Una de las primeras escenas de El Eternauta

Es un comienzo que nos dice que no se va a reverenciar la obra de Oesterheld como un texto sagrado sino que la serie se atreverá a cambiar, agregar o corregir todo lo que considere necesario. Paradójicamente, lo que sigue a este prólogo es el episodio más fiel al cómic de los seis que constituyen la primera temporada. Casi todo el mundo conoce, al menos a grandes rasgos, ese punto de partida: una noche de truco entre los amigos Juan Salvo, Favalli, Lucas y Polsky, la sorpresa de una nevada en Buenos Aires, el descubrimiento siniestro de que el contacto de los copos con la piel es letal y la confección casera de un traje aislante para salir a calle, a la inesperada aventura de encontrarse con una invasión alienígena en Vicente López. Desde ese territorio común entre el cómic y la serie, Stagnaro se adueña cada vez más de la historia y la acerca a su obra previa, incluso hasta su lejano cortometraje Guarisove, sobre la guerra de Malvinas.

A partir del capítulo dos, cada episodio tiene una larga peripecia que no está en la historieta y que, por lo general, tiene más que ver con las tensiones entre sobrevivientes y la paranoia de no saber si los otros son amigos o enemigos que con la lucha directa contra fuerzas extraterrestres. Stagnaro declaró que uno de sus proyectos cinematográficos nunca realizados estaba centrado en el estallido de una guerra civil en el país. Evidentemente, algunas de esas ideas llegaron hasta aquí. La serie circula en una doble dirección: amplios desvíos argumentales propios para después volver a un momento emblemático de la historia de Oesterheld.

Entradas de un conjunto de datos
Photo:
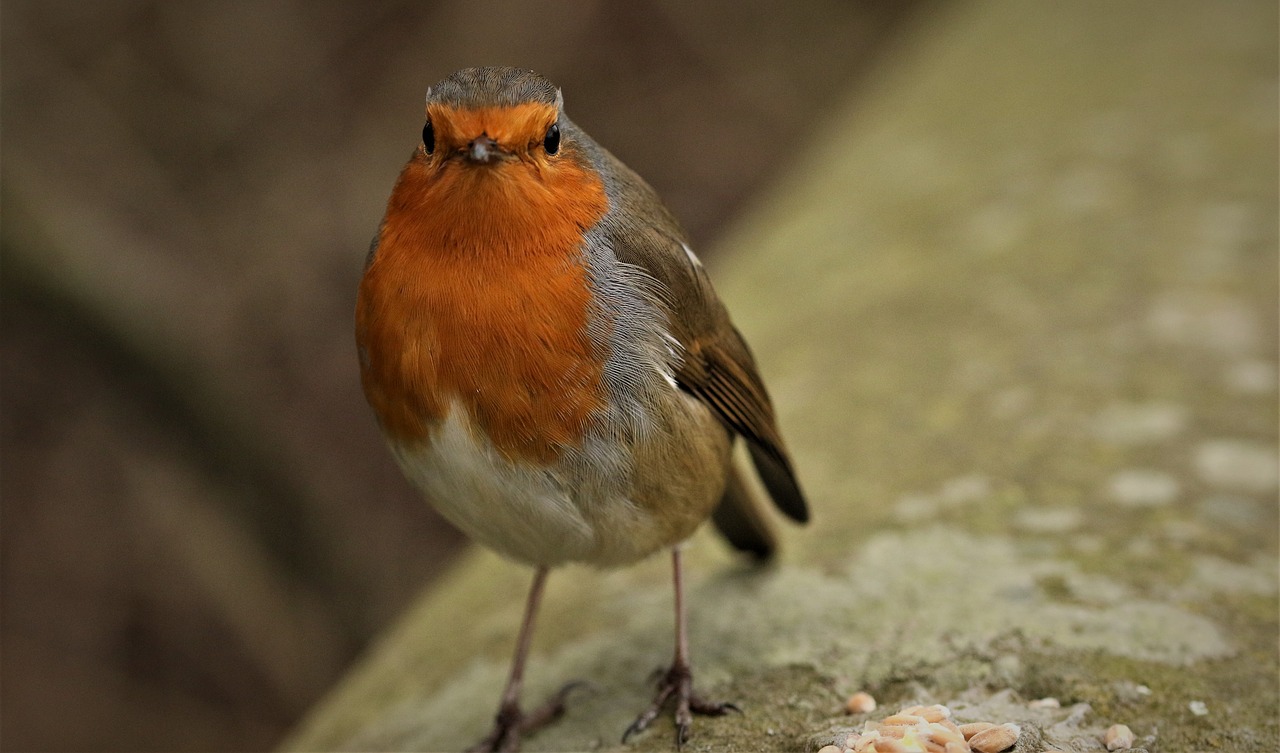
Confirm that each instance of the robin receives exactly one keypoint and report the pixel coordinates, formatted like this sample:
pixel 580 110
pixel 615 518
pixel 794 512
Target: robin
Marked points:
pixel 551 365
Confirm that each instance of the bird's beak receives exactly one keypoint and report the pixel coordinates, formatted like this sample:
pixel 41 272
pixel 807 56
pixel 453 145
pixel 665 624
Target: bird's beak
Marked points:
pixel 484 150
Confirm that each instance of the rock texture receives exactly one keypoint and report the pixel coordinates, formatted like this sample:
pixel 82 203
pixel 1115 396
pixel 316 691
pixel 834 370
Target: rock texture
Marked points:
pixel 1018 309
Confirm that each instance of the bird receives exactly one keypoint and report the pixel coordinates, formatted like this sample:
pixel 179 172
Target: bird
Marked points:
pixel 553 370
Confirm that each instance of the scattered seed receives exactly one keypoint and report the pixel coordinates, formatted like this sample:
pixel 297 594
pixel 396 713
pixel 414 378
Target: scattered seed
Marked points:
pixel 1118 738
pixel 860 702
pixel 972 729
pixel 996 739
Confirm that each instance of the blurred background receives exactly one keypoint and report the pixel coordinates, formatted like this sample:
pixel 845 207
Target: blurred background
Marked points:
pixel 201 526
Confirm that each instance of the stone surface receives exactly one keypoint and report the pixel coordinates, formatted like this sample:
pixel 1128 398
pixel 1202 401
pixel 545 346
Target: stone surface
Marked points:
pixel 1018 310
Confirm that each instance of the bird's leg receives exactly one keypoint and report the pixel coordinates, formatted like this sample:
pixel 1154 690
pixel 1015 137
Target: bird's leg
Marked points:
pixel 511 722
pixel 679 680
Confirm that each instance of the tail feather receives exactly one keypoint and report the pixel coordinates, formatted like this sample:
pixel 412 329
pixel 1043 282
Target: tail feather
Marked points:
pixel 743 520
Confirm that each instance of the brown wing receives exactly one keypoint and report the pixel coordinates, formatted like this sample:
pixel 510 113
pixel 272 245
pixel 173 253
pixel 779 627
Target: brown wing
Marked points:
pixel 720 370
pixel 717 365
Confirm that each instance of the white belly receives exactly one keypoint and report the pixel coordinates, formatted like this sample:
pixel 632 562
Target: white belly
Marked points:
pixel 593 506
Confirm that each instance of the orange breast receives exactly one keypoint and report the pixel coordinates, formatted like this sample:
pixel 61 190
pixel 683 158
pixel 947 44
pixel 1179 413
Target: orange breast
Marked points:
pixel 479 296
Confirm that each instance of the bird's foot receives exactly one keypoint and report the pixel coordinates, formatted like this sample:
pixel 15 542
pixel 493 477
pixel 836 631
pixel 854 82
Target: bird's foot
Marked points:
pixel 677 683
pixel 511 724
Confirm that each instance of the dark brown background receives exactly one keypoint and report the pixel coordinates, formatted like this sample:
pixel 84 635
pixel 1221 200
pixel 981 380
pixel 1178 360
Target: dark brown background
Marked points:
pixel 200 524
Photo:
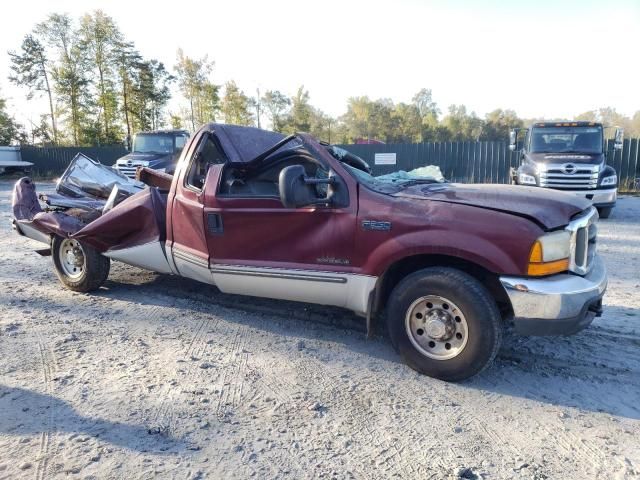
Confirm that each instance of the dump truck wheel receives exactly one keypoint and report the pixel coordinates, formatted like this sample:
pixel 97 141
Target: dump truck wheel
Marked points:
pixel 78 266
pixel 444 323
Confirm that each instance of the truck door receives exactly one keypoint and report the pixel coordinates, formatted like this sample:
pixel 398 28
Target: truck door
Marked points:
pixel 187 236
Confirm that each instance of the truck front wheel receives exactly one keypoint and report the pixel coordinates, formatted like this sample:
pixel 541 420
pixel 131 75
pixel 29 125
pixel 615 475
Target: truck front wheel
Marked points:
pixel 604 212
pixel 78 266
pixel 444 323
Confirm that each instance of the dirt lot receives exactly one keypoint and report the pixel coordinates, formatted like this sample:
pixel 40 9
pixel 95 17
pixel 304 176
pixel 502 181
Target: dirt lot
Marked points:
pixel 159 376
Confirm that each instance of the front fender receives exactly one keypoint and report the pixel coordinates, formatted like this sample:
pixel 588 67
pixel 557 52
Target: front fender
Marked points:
pixel 497 241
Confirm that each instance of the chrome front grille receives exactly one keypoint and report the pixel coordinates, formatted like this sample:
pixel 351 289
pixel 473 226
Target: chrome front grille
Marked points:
pixel 569 176
pixel 584 240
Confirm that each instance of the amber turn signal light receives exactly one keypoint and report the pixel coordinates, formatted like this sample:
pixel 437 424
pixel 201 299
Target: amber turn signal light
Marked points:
pixel 538 267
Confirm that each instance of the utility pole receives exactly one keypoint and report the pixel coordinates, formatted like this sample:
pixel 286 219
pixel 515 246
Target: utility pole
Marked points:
pixel 258 106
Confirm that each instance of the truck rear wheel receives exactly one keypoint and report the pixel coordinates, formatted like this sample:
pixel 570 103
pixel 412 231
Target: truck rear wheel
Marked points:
pixel 78 266
pixel 444 323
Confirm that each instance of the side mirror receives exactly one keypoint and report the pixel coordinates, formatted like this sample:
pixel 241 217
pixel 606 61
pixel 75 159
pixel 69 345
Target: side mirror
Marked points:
pixel 296 190
pixel 513 138
pixel 619 139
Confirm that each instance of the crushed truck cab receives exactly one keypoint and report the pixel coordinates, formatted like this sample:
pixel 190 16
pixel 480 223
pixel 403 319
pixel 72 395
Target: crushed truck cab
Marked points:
pixel 253 212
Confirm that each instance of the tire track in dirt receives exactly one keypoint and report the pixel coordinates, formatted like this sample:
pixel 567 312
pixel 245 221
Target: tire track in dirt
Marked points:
pixel 586 451
pixel 162 421
pixel 232 381
pixel 49 365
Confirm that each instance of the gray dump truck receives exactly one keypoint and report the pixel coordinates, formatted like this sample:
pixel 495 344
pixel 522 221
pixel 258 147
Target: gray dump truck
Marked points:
pixel 158 150
pixel 567 156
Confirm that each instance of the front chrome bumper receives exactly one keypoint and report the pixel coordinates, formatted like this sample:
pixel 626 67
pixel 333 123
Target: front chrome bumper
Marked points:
pixel 604 198
pixel 561 304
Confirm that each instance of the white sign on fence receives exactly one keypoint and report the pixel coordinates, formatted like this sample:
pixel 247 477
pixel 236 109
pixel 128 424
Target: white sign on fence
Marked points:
pixel 385 159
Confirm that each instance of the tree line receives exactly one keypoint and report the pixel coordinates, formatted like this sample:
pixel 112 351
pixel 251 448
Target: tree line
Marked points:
pixel 99 89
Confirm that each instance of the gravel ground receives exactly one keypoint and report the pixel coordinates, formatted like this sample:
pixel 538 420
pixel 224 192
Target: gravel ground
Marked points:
pixel 159 376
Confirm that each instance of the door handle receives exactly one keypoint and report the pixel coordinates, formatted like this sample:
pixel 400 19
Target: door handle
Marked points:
pixel 214 223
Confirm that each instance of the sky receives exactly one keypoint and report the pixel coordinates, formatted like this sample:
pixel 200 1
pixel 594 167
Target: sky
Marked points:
pixel 541 58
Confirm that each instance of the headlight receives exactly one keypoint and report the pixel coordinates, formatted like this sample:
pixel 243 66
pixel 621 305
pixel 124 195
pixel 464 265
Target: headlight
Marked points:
pixel 611 180
pixel 524 179
pixel 550 254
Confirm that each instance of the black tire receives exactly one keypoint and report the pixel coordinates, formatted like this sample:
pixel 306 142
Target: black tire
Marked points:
pixel 482 322
pixel 91 274
pixel 605 212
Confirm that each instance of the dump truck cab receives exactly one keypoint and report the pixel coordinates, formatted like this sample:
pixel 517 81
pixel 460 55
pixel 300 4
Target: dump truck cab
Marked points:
pixel 158 150
pixel 567 156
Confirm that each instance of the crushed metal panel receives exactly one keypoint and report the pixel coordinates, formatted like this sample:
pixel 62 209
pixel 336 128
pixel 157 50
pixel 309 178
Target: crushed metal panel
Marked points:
pixel 138 220
pixel 87 177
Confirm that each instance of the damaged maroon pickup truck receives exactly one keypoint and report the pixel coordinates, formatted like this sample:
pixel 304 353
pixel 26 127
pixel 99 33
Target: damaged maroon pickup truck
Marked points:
pixel 257 213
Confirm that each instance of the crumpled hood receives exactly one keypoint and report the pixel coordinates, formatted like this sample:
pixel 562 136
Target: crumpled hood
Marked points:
pixel 549 208
pixel 152 158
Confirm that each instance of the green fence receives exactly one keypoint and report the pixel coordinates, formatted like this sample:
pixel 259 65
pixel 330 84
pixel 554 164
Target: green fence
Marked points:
pixel 467 162
pixel 52 161
pixel 484 162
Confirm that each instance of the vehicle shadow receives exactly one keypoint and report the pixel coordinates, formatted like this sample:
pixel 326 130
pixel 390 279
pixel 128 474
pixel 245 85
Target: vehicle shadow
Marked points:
pixel 25 412
pixel 575 371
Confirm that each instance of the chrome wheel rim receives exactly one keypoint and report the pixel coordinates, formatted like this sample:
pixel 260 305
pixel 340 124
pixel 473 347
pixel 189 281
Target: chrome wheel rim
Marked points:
pixel 437 327
pixel 71 256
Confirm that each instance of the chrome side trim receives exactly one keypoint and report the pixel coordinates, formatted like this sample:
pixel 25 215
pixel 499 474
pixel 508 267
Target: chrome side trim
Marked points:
pixel 350 291
pixel 150 256
pixel 188 257
pixel 191 266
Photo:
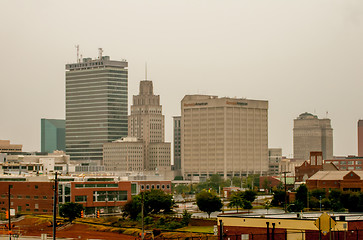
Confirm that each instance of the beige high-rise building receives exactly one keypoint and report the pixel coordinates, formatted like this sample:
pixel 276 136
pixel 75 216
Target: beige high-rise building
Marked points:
pixel 146 122
pixel 226 136
pixel 312 134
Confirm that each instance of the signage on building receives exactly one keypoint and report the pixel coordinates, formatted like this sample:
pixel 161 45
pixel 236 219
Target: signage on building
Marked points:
pixel 194 104
pixel 236 103
pixel 325 223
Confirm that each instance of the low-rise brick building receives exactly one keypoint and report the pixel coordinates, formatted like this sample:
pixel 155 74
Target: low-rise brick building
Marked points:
pixel 343 180
pixel 108 194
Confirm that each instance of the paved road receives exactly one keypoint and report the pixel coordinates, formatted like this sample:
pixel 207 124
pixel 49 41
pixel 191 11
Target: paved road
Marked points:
pixel 6 237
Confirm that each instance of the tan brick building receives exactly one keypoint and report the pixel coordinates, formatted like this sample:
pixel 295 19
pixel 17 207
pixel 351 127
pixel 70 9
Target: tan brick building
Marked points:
pixel 227 136
pixel 145 149
pixel 312 134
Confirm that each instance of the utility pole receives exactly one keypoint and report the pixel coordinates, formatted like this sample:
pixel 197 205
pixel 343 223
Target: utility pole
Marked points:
pixel 55 206
pixel 142 215
pixel 9 213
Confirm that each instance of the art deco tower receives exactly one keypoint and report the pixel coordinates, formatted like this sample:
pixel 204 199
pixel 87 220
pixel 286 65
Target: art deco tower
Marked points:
pixel 146 122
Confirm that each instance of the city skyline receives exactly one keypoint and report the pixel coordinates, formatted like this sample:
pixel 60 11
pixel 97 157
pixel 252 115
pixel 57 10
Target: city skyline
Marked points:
pixel 300 56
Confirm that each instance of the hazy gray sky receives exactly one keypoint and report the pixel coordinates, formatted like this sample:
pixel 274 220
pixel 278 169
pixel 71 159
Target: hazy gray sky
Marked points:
pixel 299 55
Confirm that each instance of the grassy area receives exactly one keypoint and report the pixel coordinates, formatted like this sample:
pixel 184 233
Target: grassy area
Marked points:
pixel 197 229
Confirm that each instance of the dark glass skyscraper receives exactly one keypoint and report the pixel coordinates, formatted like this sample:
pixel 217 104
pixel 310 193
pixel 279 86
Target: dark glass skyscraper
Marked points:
pixel 96 106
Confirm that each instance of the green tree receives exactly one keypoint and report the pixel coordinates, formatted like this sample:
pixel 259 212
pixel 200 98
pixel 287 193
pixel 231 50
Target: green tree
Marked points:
pixel 236 200
pixel 267 205
pixel 181 188
pixel 317 193
pixel 70 210
pixel 133 207
pixel 186 218
pixel 247 205
pixel 208 202
pixel 249 195
pixel 236 181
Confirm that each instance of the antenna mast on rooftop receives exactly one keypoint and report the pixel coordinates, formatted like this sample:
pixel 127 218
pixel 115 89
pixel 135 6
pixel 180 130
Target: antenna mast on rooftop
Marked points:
pixel 100 51
pixel 77 47
pixel 145 70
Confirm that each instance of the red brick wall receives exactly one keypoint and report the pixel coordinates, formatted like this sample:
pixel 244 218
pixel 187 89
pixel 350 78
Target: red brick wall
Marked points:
pixel 122 186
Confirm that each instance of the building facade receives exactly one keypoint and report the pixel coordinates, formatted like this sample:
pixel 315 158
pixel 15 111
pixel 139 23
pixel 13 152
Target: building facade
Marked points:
pixel 53 133
pixel 6 147
pixel 96 106
pixel 342 180
pixel 177 143
pixel 312 134
pixel 226 136
pixel 347 163
pixel 360 138
pixel 146 122
pixel 126 155
pixel 274 159
pixel 105 193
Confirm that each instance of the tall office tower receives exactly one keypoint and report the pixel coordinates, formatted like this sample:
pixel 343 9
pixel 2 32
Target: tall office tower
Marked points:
pixel 177 144
pixel 226 136
pixel 312 134
pixel 274 159
pixel 146 122
pixel 96 106
pixel 53 133
pixel 360 138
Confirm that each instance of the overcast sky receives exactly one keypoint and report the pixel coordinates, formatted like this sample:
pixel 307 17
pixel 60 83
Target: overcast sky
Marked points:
pixel 301 56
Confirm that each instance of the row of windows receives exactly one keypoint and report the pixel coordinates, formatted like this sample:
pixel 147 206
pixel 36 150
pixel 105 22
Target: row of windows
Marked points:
pixel 96 185
pixel 153 186
pixel 26 197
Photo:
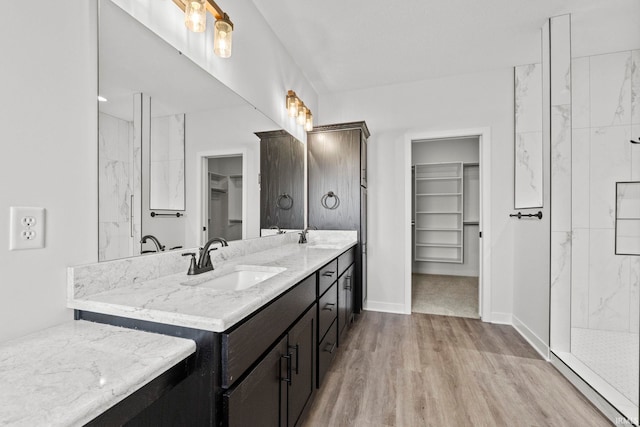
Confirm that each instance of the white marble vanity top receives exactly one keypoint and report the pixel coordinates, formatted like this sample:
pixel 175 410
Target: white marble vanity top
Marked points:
pixel 168 300
pixel 71 373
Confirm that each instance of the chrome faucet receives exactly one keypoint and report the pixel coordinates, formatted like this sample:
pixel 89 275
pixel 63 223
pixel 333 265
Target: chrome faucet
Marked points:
pixel 155 241
pixel 275 227
pixel 303 234
pixel 204 260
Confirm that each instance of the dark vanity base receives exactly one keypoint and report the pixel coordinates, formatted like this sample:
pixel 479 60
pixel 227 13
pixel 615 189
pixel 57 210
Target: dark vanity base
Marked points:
pixel 184 395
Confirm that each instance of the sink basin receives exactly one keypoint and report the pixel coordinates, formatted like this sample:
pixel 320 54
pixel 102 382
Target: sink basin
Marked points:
pixel 242 277
pixel 323 246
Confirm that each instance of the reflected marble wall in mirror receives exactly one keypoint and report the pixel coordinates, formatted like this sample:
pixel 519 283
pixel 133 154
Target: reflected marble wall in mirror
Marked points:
pixel 144 78
pixel 528 191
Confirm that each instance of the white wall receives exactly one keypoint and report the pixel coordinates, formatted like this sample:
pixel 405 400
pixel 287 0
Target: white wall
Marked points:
pixel 460 102
pixel 260 69
pixel 48 117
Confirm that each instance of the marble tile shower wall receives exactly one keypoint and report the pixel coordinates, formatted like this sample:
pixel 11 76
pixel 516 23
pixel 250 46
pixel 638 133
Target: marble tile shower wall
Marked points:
pixel 605 115
pixel 119 179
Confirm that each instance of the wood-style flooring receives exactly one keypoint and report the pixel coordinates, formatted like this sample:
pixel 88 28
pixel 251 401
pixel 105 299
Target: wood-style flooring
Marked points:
pixel 429 370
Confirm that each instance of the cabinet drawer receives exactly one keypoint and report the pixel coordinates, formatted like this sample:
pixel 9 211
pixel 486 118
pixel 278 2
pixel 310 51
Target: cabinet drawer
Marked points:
pixel 327 310
pixel 326 276
pixel 327 351
pixel 345 260
pixel 245 343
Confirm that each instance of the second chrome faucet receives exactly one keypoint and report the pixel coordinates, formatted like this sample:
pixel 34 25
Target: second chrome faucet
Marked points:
pixel 204 259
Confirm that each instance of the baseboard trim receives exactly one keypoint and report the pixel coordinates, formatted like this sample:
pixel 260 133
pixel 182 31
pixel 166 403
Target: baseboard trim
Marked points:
pixel 499 318
pixel 385 307
pixel 536 342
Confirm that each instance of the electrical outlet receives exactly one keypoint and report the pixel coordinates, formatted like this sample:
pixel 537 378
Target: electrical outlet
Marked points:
pixel 27 228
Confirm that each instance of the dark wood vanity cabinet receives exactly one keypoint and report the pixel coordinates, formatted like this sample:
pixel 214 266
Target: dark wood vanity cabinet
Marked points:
pixel 276 391
pixel 281 180
pixel 337 189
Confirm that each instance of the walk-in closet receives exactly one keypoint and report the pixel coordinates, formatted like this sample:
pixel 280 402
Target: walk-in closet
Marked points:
pixel 445 220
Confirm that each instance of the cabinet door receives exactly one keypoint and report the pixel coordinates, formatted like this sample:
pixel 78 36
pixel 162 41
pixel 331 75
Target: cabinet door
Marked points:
pixel 345 301
pixel 301 347
pixel 334 166
pixel 260 399
pixel 281 173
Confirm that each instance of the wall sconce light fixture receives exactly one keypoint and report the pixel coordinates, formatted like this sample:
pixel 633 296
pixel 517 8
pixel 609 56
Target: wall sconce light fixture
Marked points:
pixel 297 110
pixel 195 19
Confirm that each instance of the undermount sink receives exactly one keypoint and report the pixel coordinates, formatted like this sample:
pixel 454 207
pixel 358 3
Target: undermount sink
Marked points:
pixel 323 246
pixel 242 277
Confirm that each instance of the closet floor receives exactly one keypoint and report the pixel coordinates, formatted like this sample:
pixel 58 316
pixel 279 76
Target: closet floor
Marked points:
pixel 444 295
pixel 426 370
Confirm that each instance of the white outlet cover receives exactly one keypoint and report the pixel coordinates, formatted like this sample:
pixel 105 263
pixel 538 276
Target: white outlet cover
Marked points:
pixel 27 228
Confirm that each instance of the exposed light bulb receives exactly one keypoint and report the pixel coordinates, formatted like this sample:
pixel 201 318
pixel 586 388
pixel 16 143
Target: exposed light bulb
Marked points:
pixel 222 37
pixel 308 124
pixel 195 16
pixel 302 115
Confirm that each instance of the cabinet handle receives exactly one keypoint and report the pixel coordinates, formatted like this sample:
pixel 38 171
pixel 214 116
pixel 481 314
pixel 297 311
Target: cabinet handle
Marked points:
pixel 328 306
pixel 297 349
pixel 287 379
pixel 329 348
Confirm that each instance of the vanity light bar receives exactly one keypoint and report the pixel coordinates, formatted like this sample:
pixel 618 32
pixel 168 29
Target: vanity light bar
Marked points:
pixel 195 20
pixel 299 111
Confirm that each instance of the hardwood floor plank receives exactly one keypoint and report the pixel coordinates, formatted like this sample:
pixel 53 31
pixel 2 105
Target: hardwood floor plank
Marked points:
pixel 426 370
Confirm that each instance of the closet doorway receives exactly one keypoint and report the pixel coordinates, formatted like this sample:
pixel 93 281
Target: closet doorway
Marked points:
pixel 223 198
pixel 445 221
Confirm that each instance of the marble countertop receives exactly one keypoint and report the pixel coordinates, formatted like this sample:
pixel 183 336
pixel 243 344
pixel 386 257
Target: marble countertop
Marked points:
pixel 177 299
pixel 71 373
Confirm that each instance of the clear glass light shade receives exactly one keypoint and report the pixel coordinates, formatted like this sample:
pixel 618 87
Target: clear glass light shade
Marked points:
pixel 308 124
pixel 302 115
pixel 195 16
pixel 223 32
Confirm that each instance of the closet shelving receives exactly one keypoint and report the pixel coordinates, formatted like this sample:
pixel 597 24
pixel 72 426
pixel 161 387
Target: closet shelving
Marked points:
pixel 439 212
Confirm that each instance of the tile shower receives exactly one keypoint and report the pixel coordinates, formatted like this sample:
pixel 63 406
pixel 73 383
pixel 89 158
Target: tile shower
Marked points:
pixel 594 115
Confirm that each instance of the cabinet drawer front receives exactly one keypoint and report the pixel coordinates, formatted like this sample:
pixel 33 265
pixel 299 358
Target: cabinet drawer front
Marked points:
pixel 327 309
pixel 326 276
pixel 243 345
pixel 327 351
pixel 345 260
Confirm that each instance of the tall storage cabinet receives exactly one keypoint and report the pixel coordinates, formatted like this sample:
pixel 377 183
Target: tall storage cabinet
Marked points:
pixel 281 180
pixel 337 193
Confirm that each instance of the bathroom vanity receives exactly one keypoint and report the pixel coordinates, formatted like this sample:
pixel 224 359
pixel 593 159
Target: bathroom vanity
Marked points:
pixel 262 349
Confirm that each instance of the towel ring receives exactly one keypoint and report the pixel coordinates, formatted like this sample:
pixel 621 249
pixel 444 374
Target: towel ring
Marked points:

- [Ejercicios]
[1] Responda según el fragmento sobre El Eternauta:
(a) ¿Cuántos episodios constituyen la primera temporada?
(b) ¿Sobre qué trata el cortometraje Guarisove?
(c) ¿En qué estaba centrado uno de los proyectos cinematográficos nunca realizados de Stagnaro?
[2] Resuma en dos oraciones el fragmento sobre El Eternauta.
[3] Traduzca al inglés esta oración del fragmento sobre El Eternauta: "Stagnaro declaró que uno de sus proyectos cinematográficos nunca realizados estaba centrado en el estallido de una guerra civil en el país".

- [Respuestas por ejercicio]
[1]
(a) Seis.
(b) Sobre la guerra de Malvinas.
(c) En el estallido de una guerra civil en el país.

[2] La serie no reverencia la obra de Oesterheld como un texto sagrado, y aunque el episodio que sigue al prólogo es el más fiel al cómic, Stagnaro se adueña cada vez más de la historia y la acerca a su obra previa. A partir del capítulo dos, cada episodio tiene una larga peripecia que no está en la historieta, centrada por lo general en las tensiones entre sobrevivientes, para después volver a un momento emblemático de la historia de Oesterheld.

[3] Stagnaro stated that one of his never-realized film projects was centered on the outbreak of a civil war in the country.